Count the lines of the records below that contain the word "stone", and give only that number.

## Source data

>>>

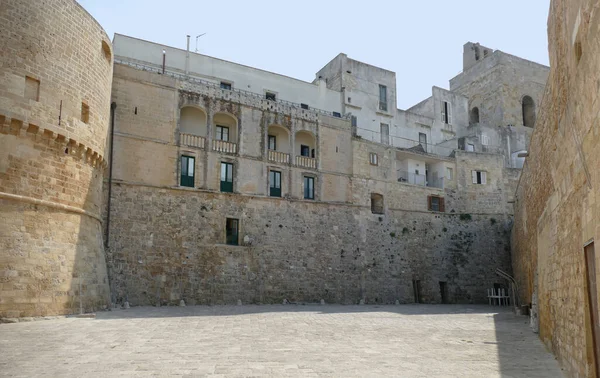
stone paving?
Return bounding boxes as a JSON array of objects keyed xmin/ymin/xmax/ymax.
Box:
[{"xmin": 0, "ymin": 305, "xmax": 562, "ymax": 378}]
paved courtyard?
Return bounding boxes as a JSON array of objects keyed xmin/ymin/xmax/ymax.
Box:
[{"xmin": 0, "ymin": 305, "xmax": 562, "ymax": 378}]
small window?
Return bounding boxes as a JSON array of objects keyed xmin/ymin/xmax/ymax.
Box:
[
  {"xmin": 215, "ymin": 125, "xmax": 229, "ymax": 142},
  {"xmin": 371, "ymin": 193, "xmax": 384, "ymax": 214},
  {"xmin": 25, "ymin": 76, "xmax": 40, "ymax": 101},
  {"xmin": 179, "ymin": 155, "xmax": 196, "ymax": 188},
  {"xmin": 369, "ymin": 152, "xmax": 379, "ymax": 165},
  {"xmin": 300, "ymin": 144, "xmax": 310, "ymax": 157},
  {"xmin": 304, "ymin": 176, "xmax": 315, "ymax": 199},
  {"xmin": 427, "ymin": 196, "xmax": 446, "ymax": 213},
  {"xmin": 81, "ymin": 102, "xmax": 90, "ymax": 123},
  {"xmin": 221, "ymin": 162, "xmax": 233, "ymax": 193},
  {"xmin": 269, "ymin": 135, "xmax": 277, "ymax": 151},
  {"xmin": 471, "ymin": 171, "xmax": 487, "ymax": 185},
  {"xmin": 269, "ymin": 171, "xmax": 281, "ymax": 197},
  {"xmin": 379, "ymin": 84, "xmax": 387, "ymax": 112},
  {"xmin": 225, "ymin": 218, "xmax": 240, "ymax": 245}
]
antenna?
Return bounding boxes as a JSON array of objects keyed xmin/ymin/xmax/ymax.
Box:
[{"xmin": 194, "ymin": 33, "xmax": 206, "ymax": 53}]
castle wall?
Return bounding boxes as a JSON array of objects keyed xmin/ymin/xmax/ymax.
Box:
[{"xmin": 0, "ymin": 0, "xmax": 112, "ymax": 317}]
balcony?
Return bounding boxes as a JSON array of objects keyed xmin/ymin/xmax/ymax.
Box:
[
  {"xmin": 179, "ymin": 133, "xmax": 206, "ymax": 148},
  {"xmin": 296, "ymin": 156, "xmax": 317, "ymax": 169},
  {"xmin": 269, "ymin": 150, "xmax": 290, "ymax": 164},
  {"xmin": 213, "ymin": 139, "xmax": 237, "ymax": 154}
]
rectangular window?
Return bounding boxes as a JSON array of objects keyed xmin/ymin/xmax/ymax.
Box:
[
  {"xmin": 179, "ymin": 155, "xmax": 196, "ymax": 188},
  {"xmin": 215, "ymin": 125, "xmax": 229, "ymax": 142},
  {"xmin": 379, "ymin": 123, "xmax": 390, "ymax": 144},
  {"xmin": 471, "ymin": 171, "xmax": 487, "ymax": 185},
  {"xmin": 300, "ymin": 144, "xmax": 310, "ymax": 157},
  {"xmin": 369, "ymin": 152, "xmax": 379, "ymax": 165},
  {"xmin": 427, "ymin": 196, "xmax": 446, "ymax": 212},
  {"xmin": 225, "ymin": 218, "xmax": 240, "ymax": 245},
  {"xmin": 221, "ymin": 162, "xmax": 233, "ymax": 193},
  {"xmin": 269, "ymin": 135, "xmax": 277, "ymax": 151},
  {"xmin": 379, "ymin": 84, "xmax": 387, "ymax": 112},
  {"xmin": 269, "ymin": 171, "xmax": 281, "ymax": 197},
  {"xmin": 304, "ymin": 176, "xmax": 315, "ymax": 199}
]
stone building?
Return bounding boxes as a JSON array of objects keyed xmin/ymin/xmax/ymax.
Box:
[
  {"xmin": 0, "ymin": 0, "xmax": 548, "ymax": 317},
  {"xmin": 512, "ymin": 0, "xmax": 600, "ymax": 377}
]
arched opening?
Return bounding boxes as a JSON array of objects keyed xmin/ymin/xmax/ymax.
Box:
[
  {"xmin": 522, "ymin": 96, "xmax": 535, "ymax": 127},
  {"xmin": 296, "ymin": 131, "xmax": 316, "ymax": 158},
  {"xmin": 213, "ymin": 113, "xmax": 237, "ymax": 143},
  {"xmin": 469, "ymin": 107, "xmax": 479, "ymax": 125},
  {"xmin": 267, "ymin": 125, "xmax": 290, "ymax": 154},
  {"xmin": 179, "ymin": 106, "xmax": 206, "ymax": 137}
]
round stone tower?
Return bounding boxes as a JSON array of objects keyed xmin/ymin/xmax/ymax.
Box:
[{"xmin": 0, "ymin": 0, "xmax": 113, "ymax": 318}]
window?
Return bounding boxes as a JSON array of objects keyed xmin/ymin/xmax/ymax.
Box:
[
  {"xmin": 269, "ymin": 171, "xmax": 281, "ymax": 197},
  {"xmin": 269, "ymin": 135, "xmax": 277, "ymax": 151},
  {"xmin": 215, "ymin": 125, "xmax": 229, "ymax": 142},
  {"xmin": 371, "ymin": 193, "xmax": 384, "ymax": 214},
  {"xmin": 442, "ymin": 101, "xmax": 452, "ymax": 124},
  {"xmin": 225, "ymin": 218, "xmax": 240, "ymax": 245},
  {"xmin": 369, "ymin": 152, "xmax": 379, "ymax": 165},
  {"xmin": 300, "ymin": 144, "xmax": 314, "ymax": 157},
  {"xmin": 81, "ymin": 102, "xmax": 90, "ymax": 123},
  {"xmin": 25, "ymin": 76, "xmax": 40, "ymax": 101},
  {"xmin": 379, "ymin": 84, "xmax": 387, "ymax": 112},
  {"xmin": 304, "ymin": 176, "xmax": 315, "ymax": 199},
  {"xmin": 471, "ymin": 171, "xmax": 487, "ymax": 185},
  {"xmin": 179, "ymin": 155, "xmax": 196, "ymax": 188},
  {"xmin": 379, "ymin": 123, "xmax": 390, "ymax": 144},
  {"xmin": 221, "ymin": 162, "xmax": 233, "ymax": 193},
  {"xmin": 427, "ymin": 196, "xmax": 446, "ymax": 213}
]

<<<

## The result
3